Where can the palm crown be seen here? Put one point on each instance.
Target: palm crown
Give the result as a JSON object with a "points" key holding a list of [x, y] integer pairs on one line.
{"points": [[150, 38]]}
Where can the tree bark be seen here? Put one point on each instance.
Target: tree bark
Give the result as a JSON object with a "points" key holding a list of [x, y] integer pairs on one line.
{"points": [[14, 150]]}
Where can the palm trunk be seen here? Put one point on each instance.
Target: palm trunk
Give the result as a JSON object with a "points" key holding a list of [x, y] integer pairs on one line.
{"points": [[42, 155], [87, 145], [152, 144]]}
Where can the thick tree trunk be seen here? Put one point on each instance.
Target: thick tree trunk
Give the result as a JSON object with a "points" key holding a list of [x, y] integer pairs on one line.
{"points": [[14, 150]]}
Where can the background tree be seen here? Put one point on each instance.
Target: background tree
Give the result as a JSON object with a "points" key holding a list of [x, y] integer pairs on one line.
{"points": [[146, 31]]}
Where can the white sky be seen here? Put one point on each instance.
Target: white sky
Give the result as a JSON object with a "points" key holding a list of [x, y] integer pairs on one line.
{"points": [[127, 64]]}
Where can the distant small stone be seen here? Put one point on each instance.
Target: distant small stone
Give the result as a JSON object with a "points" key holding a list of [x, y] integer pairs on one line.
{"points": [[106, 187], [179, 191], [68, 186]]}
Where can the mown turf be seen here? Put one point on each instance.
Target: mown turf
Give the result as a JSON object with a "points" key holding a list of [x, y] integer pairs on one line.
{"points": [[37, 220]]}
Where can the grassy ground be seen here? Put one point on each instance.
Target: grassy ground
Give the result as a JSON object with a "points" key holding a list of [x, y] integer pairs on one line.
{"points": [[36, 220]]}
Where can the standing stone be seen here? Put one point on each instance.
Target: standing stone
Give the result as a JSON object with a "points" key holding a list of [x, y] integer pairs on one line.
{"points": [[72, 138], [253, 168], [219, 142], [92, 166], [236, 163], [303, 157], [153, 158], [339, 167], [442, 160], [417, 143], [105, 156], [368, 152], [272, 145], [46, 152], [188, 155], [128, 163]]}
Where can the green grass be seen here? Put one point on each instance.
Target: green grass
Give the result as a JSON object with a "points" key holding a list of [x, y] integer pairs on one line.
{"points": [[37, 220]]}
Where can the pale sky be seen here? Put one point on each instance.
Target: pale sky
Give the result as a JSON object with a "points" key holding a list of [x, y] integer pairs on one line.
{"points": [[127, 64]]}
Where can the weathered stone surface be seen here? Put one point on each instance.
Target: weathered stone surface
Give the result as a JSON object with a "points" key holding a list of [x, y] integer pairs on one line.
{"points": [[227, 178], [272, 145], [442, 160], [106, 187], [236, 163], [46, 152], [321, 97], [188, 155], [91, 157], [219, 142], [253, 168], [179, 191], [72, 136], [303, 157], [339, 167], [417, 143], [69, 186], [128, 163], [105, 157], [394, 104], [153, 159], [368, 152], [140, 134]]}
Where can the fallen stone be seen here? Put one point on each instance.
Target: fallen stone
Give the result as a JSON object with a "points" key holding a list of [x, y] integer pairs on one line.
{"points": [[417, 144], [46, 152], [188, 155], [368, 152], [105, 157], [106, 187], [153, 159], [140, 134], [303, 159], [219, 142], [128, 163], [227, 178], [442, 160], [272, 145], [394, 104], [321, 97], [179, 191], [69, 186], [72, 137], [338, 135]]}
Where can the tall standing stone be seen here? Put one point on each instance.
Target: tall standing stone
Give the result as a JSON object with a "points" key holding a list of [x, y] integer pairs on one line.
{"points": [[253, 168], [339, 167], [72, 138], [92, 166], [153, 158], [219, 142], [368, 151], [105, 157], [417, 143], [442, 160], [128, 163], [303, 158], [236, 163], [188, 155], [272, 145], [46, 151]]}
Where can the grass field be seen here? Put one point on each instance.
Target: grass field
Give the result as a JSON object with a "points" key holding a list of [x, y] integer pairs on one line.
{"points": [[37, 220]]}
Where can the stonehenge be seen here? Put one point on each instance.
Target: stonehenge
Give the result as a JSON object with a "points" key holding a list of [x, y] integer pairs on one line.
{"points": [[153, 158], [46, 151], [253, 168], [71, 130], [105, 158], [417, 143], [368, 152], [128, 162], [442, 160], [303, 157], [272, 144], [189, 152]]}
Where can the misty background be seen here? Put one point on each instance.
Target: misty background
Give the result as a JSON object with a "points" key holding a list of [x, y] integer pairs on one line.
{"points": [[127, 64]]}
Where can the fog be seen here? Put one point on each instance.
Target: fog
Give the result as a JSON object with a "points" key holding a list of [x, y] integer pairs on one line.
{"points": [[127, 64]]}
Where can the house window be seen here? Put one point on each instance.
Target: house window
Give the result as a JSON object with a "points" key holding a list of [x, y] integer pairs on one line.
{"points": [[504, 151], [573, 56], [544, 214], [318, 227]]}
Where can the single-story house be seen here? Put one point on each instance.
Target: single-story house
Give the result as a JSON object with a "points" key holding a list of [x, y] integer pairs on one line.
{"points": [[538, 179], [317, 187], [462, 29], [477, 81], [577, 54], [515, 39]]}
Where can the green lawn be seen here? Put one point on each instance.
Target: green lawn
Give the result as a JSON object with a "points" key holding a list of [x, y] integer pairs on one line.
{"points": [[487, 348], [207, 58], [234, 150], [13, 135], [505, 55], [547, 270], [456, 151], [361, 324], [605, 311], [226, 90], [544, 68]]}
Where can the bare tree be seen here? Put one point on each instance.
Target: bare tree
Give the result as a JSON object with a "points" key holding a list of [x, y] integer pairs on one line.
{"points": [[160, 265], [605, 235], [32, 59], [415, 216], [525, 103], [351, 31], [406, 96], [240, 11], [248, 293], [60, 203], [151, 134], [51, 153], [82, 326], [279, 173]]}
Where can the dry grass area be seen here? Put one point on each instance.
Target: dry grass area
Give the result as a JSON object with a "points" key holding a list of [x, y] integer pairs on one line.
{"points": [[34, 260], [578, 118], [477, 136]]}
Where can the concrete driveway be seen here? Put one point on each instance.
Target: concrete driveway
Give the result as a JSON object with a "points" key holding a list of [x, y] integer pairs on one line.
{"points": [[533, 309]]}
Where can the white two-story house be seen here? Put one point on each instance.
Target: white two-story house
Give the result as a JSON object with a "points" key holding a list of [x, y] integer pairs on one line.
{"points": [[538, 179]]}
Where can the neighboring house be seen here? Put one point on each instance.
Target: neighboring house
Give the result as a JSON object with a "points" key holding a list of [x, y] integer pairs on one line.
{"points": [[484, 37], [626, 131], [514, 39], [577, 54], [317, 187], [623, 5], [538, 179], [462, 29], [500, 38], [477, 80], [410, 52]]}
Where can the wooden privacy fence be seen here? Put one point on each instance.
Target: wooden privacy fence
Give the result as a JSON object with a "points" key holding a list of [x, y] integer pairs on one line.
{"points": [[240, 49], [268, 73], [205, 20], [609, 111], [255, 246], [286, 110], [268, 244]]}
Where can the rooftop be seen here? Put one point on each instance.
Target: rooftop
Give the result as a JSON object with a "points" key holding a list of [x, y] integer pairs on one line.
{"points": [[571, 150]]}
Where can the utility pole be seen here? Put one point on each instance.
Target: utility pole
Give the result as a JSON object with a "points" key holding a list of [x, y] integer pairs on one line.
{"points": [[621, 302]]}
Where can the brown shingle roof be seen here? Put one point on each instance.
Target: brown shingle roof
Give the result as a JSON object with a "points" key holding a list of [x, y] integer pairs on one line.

--

**Exercise description**
Take the data above and return it exactly.

**Problem solution**
Where can the palm crown be seen here? Put one point on each instance.
Target: palm crown
Give the result as a JSON object with a "points" key holding a list of [x, y] integer pairs on one line.
{"points": [[150, 38]]}
Where can the tree bark be seen here? Put one point on each instance.
Target: tree bark
Give the result as a JSON object with a "points" key holding a list of [x, y] integer pairs on one line.
{"points": [[14, 150]]}
Where can the palm trunk be seen here? Put one point on each instance.
Target: palm trunk
Give the result as a JSON object with a "points" key holding a list of [x, y] integer pairs on one line.
{"points": [[42, 155], [87, 145], [152, 144]]}
Where can the thick tree trunk be seen here? Put one point on each instance.
Target: thick tree trunk
Give the result as a JSON object with a "points" key holding a list of [x, y] integer pairs on one line.
{"points": [[14, 150]]}
Where can the background tree be seen here? Put one point on each instance.
Target: background tree
Give the result as a JSON object with a "points" key holding a list of [x, y] integer pairs on one line.
{"points": [[146, 31]]}
Where can the white sky be seen here? Put one point on each instance.
Target: white sky
Give the result as a JSON object with a "points" key holding a list of [x, y] integer pairs on one line.
{"points": [[127, 64]]}
Where can the distant small stone be seen here? Put one point on each instance.
Target: distant small stone
Give the result as a JSON object with a "points" key holding a list of [x, y] integer pairs on one line.
{"points": [[106, 187], [179, 191], [68, 186]]}
Where can the mown turf be seen here? Put one point on each instance.
Target: mown turf
Give the result as a JSON object with a "points" key holding a list of [x, y] integer pairs on one line.
{"points": [[37, 220]]}
Where can the grassy ground be seen here? Put one point on each instance.
Target: grassy ground
Give the result as a JSON object with a "points" key holding a list of [x, y] integer pairs on one line.
{"points": [[36, 220]]}
Where can the standing stone be seen here? Put one point on each instance.
Target: standing stone
Give the result as a JSON object with a "points" key holding a list of [x, y] integer pairs on one line.
{"points": [[72, 138], [253, 168], [219, 142], [92, 166], [236, 163], [303, 157], [153, 158], [339, 167], [442, 160], [417, 143], [105, 156], [368, 152], [272, 145], [46, 152], [188, 155], [128, 163]]}
Where can the green grass be seen here? Put one point on each instance.
Target: green grass
Give the result as a JSON object with a "points" key holding a list of [x, y] integer pairs on one line.
{"points": [[37, 220]]}
Where can the pale sky be seen here? Put one point on each instance.
Target: pale sky
Give the result as a JSON object with a "points" key holding a list of [x, y] integer pairs on one line.
{"points": [[127, 64]]}
Where can the weathered stone surface be seen here? Put one point on each instance.
Target: weathered stone surface
Give the result as a JSON object with a "points" key holding a list of [x, y] integer pairs on one line.
{"points": [[227, 178], [272, 145], [442, 160], [106, 187], [236, 163], [46, 152], [321, 97], [188, 155], [91, 157], [219, 142], [253, 168], [179, 191], [72, 136], [303, 157], [339, 167], [417, 143], [69, 186], [128, 163], [105, 157], [394, 104], [153, 159], [368, 152], [140, 134]]}
Where can the fallen stone be seen here? Put one point on each instance.
Target: fallen stone
Give the result as a JSON object with a "points" key holding a list of [x, y] integer pairs on one line.
{"points": [[417, 144], [46, 152], [188, 155], [368, 152], [105, 157], [106, 187], [153, 159], [140, 134], [303, 159], [219, 142], [128, 163], [227, 178], [442, 160], [272, 145], [394, 104], [321, 97], [179, 191], [69, 186], [72, 137], [338, 135]]}
Where can the tall standing stone be seen here? Put one point on each instance.
Target: tall standing stone
Give the result as a JSON object with a "points" key holding a list of [x, y] integer pairs on one line.
{"points": [[253, 168], [339, 167], [72, 138], [92, 166], [153, 158], [219, 142], [368, 151], [105, 157], [417, 143], [442, 160], [128, 163], [303, 158], [236, 163], [188, 155], [272, 145], [46, 151]]}
Where can the grass field be seen here? Put one point on each instance.
Target: grass field
Give the result as a JSON object with a "points" key holding a list of [x, y] integer pairs on one line.
{"points": [[37, 220]]}
Where can the stonehenge be seen here? Put one point on each instance.
Target: stonehenge
Give the result as a JSON object with a "points" key holding a list of [x, y] integer pairs on one line.
{"points": [[153, 158], [46, 151], [253, 168], [71, 130], [105, 158], [417, 143], [368, 152], [128, 162], [442, 160], [303, 157], [272, 144], [189, 152]]}
Where can the misty background be seen here? Put one point on each instance.
Target: misty background
Give the result as a JSON object with a "points" key holding a list of [x, y] integer pairs on one line.
{"points": [[127, 64]]}
Where can the fog be seen here? Put one point on each instance.
Target: fog
Give the result as a JSON object with a "points" key holding a list of [x, y] integer pairs on one line.
{"points": [[127, 64]]}
Where can the house window be seen here? Put one point on each instance.
Target: house window
Give the result as a JSON object with a "points" key holding a list of [x, y] integer pairs on one line.
{"points": [[504, 151], [573, 56], [544, 214], [318, 227]]}
Where can the single-story house be seen here? Put one point on each instance.
Target: single-story house
Give the result as a JSON object with a "points" key holding a list of [x, y] integer pairs on one line.
{"points": [[538, 179], [317, 187], [462, 29], [477, 81], [577, 54], [515, 39]]}
Where can the green lawn be seen here? Put one point on each instance.
Target: green lawn
Give the result as a JSON object with a "points" key holding a list of [x, y] integer pairs on one line.
{"points": [[487, 348], [207, 58], [234, 150], [13, 135], [505, 55], [547, 270], [456, 151], [361, 324], [605, 311], [226, 90], [544, 68]]}
Where can the bare tree be seen here? Put one point on each instance.
Target: bare tree
Give the result as a JSON object with a "points" key holding a list of [x, y] integer pairs on one line.
{"points": [[160, 265], [605, 235], [32, 59], [415, 216], [525, 103], [351, 31], [406, 96], [240, 11], [248, 293], [60, 203], [151, 134], [51, 153], [82, 326], [279, 173]]}
Where can the dry grass area be seen here? Put one point on each instance.
Target: dry grass area
Give the result as a JSON object with a "points" key holding a list of [x, y] integer pairs on one line.
{"points": [[34, 260], [578, 118], [477, 136]]}
Where can the concrete driveway be seen here? Put one point on each instance.
Target: concrete driveway
Give the result as a JSON object with a "points" key holding a list of [x, y] integer pairs on one line.
{"points": [[533, 309]]}
Where can the white two-story house be seen here? Put one point on each instance.
Target: white two-story house
Give the result as a JSON object with a "points" key holding a list of [x, y] integer pairs on one line.
{"points": [[538, 179]]}
Where can the neighboring house be seen here? Put one point on each instance.
Target: neighboring house
Give the result as a JSON object with a "points" key holding a list of [x, y] integer pairs on one line.
{"points": [[484, 37], [626, 131], [514, 39], [577, 54], [317, 187], [623, 5], [538, 179], [462, 29], [500, 38], [477, 80], [410, 52]]}
Where can the wooden privacy fence be seen here? Put one point on each instance.
Target: wooden privacy fence
Give the result as a JSON object with a "points" key holding a list of [x, y] integer pairs on one line.
{"points": [[240, 49], [268, 73], [205, 20], [609, 111], [255, 246], [286, 110], [268, 244]]}
Where can the rooftop be seen here? Put one point on each instance.
Target: rooftop
Give the result as a JSON object with a "points" key holding a list of [x, y] integer pairs on one line.
{"points": [[571, 150]]}
Where can the utility pole be seen here? Put one point on each instance.
Target: utility pole
Give the result as a JSON object with a "points" key holding a list of [x, y] integer pairs on one line.
{"points": [[621, 302]]}
Where can the brown shingle roof be seen here? Put one point on each instance.
Target: brown shingle roof
Give the result as a JSON object with a "points" key holding a list of [x, y] integer pairs on one line.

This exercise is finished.